Aim of the exercise:
Output the lines that follow exactly as they are.

─── Provided material

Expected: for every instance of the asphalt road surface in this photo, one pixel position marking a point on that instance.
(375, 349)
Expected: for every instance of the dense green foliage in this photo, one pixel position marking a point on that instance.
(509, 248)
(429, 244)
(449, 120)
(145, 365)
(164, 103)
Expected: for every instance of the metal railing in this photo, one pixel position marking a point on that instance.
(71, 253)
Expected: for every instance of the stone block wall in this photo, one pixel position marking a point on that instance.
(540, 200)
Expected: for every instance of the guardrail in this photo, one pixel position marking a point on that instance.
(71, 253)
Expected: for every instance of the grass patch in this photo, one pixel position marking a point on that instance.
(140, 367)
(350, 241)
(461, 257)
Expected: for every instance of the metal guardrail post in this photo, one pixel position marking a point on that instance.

──────

The answer:
Expected: for every instance of the asphalt road surface in this photo, one pixel position marking a point on that instance.
(375, 349)
Expected: for every instance of the dense green foliage in this photo, one pixel position marking a point on that instance.
(509, 248)
(429, 244)
(449, 120)
(145, 365)
(164, 103)
Expected: for every instance of the metal railing in this photo, one pixel position marking a point on that instance.
(71, 253)
Expected: for every instance of the stone block wall in this photo, one pixel position marking a point on that instance.
(540, 200)
Expected: for every instance of the guardrail in this photo, one pixel position marking a point on that instance.
(71, 253)
Expected: for every instance of the grass patch in this photo, one pixel position marking a point on that instance.
(140, 367)
(350, 241)
(461, 257)
Expected: for every instance of the metal guardrail post in this photo, one pixel position marking a point on that instance.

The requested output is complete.